##### EXTRACTED INFORMATION

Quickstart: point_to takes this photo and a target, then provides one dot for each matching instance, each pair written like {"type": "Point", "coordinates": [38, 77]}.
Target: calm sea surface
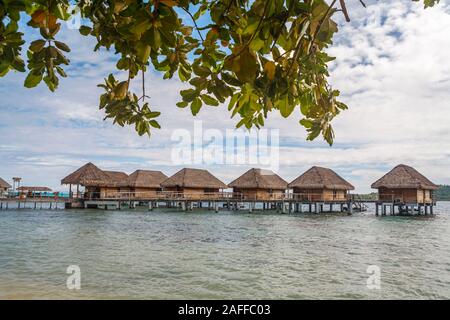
{"type": "Point", "coordinates": [207, 255]}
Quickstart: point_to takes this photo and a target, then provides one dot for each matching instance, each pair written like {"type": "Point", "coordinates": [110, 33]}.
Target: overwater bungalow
{"type": "Point", "coordinates": [259, 184]}
{"type": "Point", "coordinates": [97, 183]}
{"type": "Point", "coordinates": [320, 184]}
{"type": "Point", "coordinates": [4, 187]}
{"type": "Point", "coordinates": [25, 191]}
{"type": "Point", "coordinates": [405, 185]}
{"type": "Point", "coordinates": [193, 184]}
{"type": "Point", "coordinates": [144, 184]}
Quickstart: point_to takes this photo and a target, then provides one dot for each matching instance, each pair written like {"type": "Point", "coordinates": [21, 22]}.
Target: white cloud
{"type": "Point", "coordinates": [392, 69]}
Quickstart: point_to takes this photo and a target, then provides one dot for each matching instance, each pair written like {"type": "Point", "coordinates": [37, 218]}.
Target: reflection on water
{"type": "Point", "coordinates": [207, 255]}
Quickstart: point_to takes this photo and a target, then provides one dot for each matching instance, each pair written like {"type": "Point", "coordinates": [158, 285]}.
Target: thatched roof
{"type": "Point", "coordinates": [403, 176]}
{"type": "Point", "coordinates": [4, 184]}
{"type": "Point", "coordinates": [89, 173]}
{"type": "Point", "coordinates": [34, 189]}
{"type": "Point", "coordinates": [321, 178]}
{"type": "Point", "coordinates": [144, 179]}
{"type": "Point", "coordinates": [117, 176]}
{"type": "Point", "coordinates": [259, 179]}
{"type": "Point", "coordinates": [193, 178]}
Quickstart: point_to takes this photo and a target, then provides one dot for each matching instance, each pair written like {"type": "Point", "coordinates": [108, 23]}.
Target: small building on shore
{"type": "Point", "coordinates": [320, 184]}
{"type": "Point", "coordinates": [405, 185]}
{"type": "Point", "coordinates": [259, 184]}
{"type": "Point", "coordinates": [143, 184]}
{"type": "Point", "coordinates": [4, 187]}
{"type": "Point", "coordinates": [191, 183]}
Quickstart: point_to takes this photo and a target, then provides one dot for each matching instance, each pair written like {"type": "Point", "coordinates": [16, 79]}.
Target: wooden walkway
{"type": "Point", "coordinates": [283, 203]}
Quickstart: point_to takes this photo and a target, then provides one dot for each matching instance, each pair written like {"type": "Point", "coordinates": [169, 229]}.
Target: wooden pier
{"type": "Point", "coordinates": [288, 203]}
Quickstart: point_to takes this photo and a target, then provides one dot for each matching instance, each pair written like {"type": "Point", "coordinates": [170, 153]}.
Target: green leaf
{"type": "Point", "coordinates": [85, 30]}
{"type": "Point", "coordinates": [62, 46]}
{"type": "Point", "coordinates": [209, 100]}
{"type": "Point", "coordinates": [284, 106]}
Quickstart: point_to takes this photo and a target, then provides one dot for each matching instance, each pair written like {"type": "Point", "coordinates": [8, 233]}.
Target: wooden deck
{"type": "Point", "coordinates": [283, 203]}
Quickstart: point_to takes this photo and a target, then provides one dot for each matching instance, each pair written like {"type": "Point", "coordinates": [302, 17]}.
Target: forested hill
{"type": "Point", "coordinates": [443, 193]}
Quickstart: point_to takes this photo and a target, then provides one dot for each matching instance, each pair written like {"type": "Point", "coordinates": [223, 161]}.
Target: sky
{"type": "Point", "coordinates": [391, 67]}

##########

Write out the records once more, word for word, though without the pictures they contain.

Quickstart: point_to takes this photo and a target, then provides one dot for each matching instance, each pair written like {"type": "Point", "coordinates": [38, 77]}.
Target: calm sea surface
{"type": "Point", "coordinates": [207, 255]}
Quickstart: point_to takes this photo and a target, then provides one dot for each matching instance, each pair written like {"type": "Point", "coordinates": [110, 33]}.
Target: overwater bungalow
{"type": "Point", "coordinates": [259, 184]}
{"type": "Point", "coordinates": [97, 183]}
{"type": "Point", "coordinates": [320, 184]}
{"type": "Point", "coordinates": [4, 187]}
{"type": "Point", "coordinates": [25, 191]}
{"type": "Point", "coordinates": [405, 185]}
{"type": "Point", "coordinates": [193, 184]}
{"type": "Point", "coordinates": [144, 184]}
Quickstart: point_to takes this photo and a target, then provides one dot for each matching instance, each pair written like {"type": "Point", "coordinates": [21, 22]}.
Target: white cloud
{"type": "Point", "coordinates": [392, 69]}
Quickstart: point_to takes this photo and a target, then provides one dot for each matching instance, each pair written like {"type": "Point", "coordinates": [37, 218]}.
Target: reflection on water
{"type": "Point", "coordinates": [207, 255]}
Quickstart: point_to takes this photo and a target, then provides one dot for each matching instance, each pair written like {"type": "Point", "coordinates": [158, 285]}.
Target: thatched roof
{"type": "Point", "coordinates": [403, 176]}
{"type": "Point", "coordinates": [4, 184]}
{"type": "Point", "coordinates": [89, 173]}
{"type": "Point", "coordinates": [34, 189]}
{"type": "Point", "coordinates": [321, 178]}
{"type": "Point", "coordinates": [144, 179]}
{"type": "Point", "coordinates": [117, 176]}
{"type": "Point", "coordinates": [259, 179]}
{"type": "Point", "coordinates": [193, 178]}
Quickstart: point_to takes this photo and a target, then provides one dot for each matching instance, each pair written like {"type": "Point", "coordinates": [108, 23]}.
Target: small building on shore
{"type": "Point", "coordinates": [320, 184]}
{"type": "Point", "coordinates": [405, 185]}
{"type": "Point", "coordinates": [259, 184]}
{"type": "Point", "coordinates": [143, 184]}
{"type": "Point", "coordinates": [4, 187]}
{"type": "Point", "coordinates": [191, 183]}
Quickstart: point_to takes this photo and a target, then provides one dot for each matching instance, each pair written like {"type": "Point", "coordinates": [16, 79]}.
Target: wooden walkway
{"type": "Point", "coordinates": [283, 203]}
Quickstart: point_to takes this photo and a target, then provides one dot for each matching instance, each pair written like {"type": "Point", "coordinates": [169, 229]}.
Target: wooden pier
{"type": "Point", "coordinates": [288, 203]}
Quickstart: point_to takes this photo and a target, then provides one dot for each matching instance, each pair written like {"type": "Point", "coordinates": [170, 153]}.
Target: green leaf
{"type": "Point", "coordinates": [85, 30]}
{"type": "Point", "coordinates": [62, 46]}
{"type": "Point", "coordinates": [209, 100]}
{"type": "Point", "coordinates": [284, 106]}
Quickstart: point_to takes this photo and a target, then provides one dot for each matching instance, each pair written like {"type": "Point", "coordinates": [8, 233]}.
Target: wooden deck
{"type": "Point", "coordinates": [283, 203]}
Quickstart: point_to takes this photo and a target, then provides one dot for each matching instance, each pair written like {"type": "Point", "coordinates": [302, 17]}.
Target: forested hill
{"type": "Point", "coordinates": [443, 193]}
Quickstart: point_to takes this photo and a target, then provides one dot for each matching instance, each pair written like {"type": "Point", "coordinates": [223, 161]}.
Target: sky
{"type": "Point", "coordinates": [391, 67]}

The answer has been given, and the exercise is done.